Provided text -
□ □ □ □ □

In Japan's national health care insurance system, additional intervention is not permitted if the AHI value is less than 5 for the OCST according to PM devices. When the AHI values in OCST are over 40, continuous positive airway pressure, which is the therapy for OSA, is indicated even without PSG testing . We should pay attention to the possibility that type III PM devices underestimate the clinical state of severe OSA patients. When the AHI values are in the range of 5 to 40 according to OCST, PSG testing requires admission to a hospital, which is associated with much larger costs. However, our study indicated that accurate diagnosis of OSA by a type III PM device remains difficult because of its low sensitivity for hypopnea. Therefore, re-examination by PSG testing may be important for a precise evaluation of patients with suspected OSA.
Our study has the following limitations. First, PM devices and PSG were not tested on the same night, as already described. We tried to reduce specific bias by using Pearson partial correlation coefficients. However, each device's results may differ from day to day because of patient-related daily variations (e.g., body position, degree of sleep, physical condition). Therefore, if the proportion of patients who had position- or REM-dependent OSA in our study was high, the possibility that the results of the PM devices and PSG would display a discrepancy could not be denied. Second, the patients given a type III PM device were different from those given a type IV PM device. Therefore, although the baseline characteristics of the patients in these two groups were similar, this difference may have partially affected the relationship between PM devices and PSG. Third, the patient sample was small. For all these reasons, prospective studies are needed to verify the diagnostic accuracy of the two PM devices.

□ □ □ □ □

Information shown -
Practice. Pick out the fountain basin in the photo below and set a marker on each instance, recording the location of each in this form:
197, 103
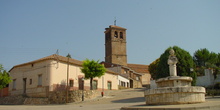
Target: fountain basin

□ □ □ □ □

Required action A -
In the sleep apnea study text, which therapy is indicated without PSG testing when AHI values in OCST exceed 40?
Required action B -
Pick up the sleep apnea study text after its last sentence and write what follows.

Written reply A -
Continuous positive airway pressure.

Written reply B -
We verified the correlation between two PM devices and PSG testing. By applying the classification system from the AASM, we found a strong correlation between the AHI values from PSG testing and those from a type III PM device, but not from a type IV PM device. However, both PM devices showed poor correlation for the HI component of AHI. Moreover, the type III PM devices tended to underestimate the clinical severity of OSA patients. Although PM devices, especially type III PM devices, will be increasingly used instead of PSG testing, the results of PM devices need to be assessed. OSA should then be diagnosed with an understanding of the characteristics and limitations of these devices.
We thank Dr. Yumi Hirata (Seven Dreamers Laboratories, Inc.) for technical advice. We also thank Ms. Fukiko Nishizaka and Ms. Nobuko Furushou, along with the other staff members of the physiological laboratory at Nishinihon Hospital for their technical help. We also thank Louis R. Nemzer, PhD, from Edanz Group (www.edanzediting.com/ac) for editing the manuscript.
The authors have no conflicts of interest to declare.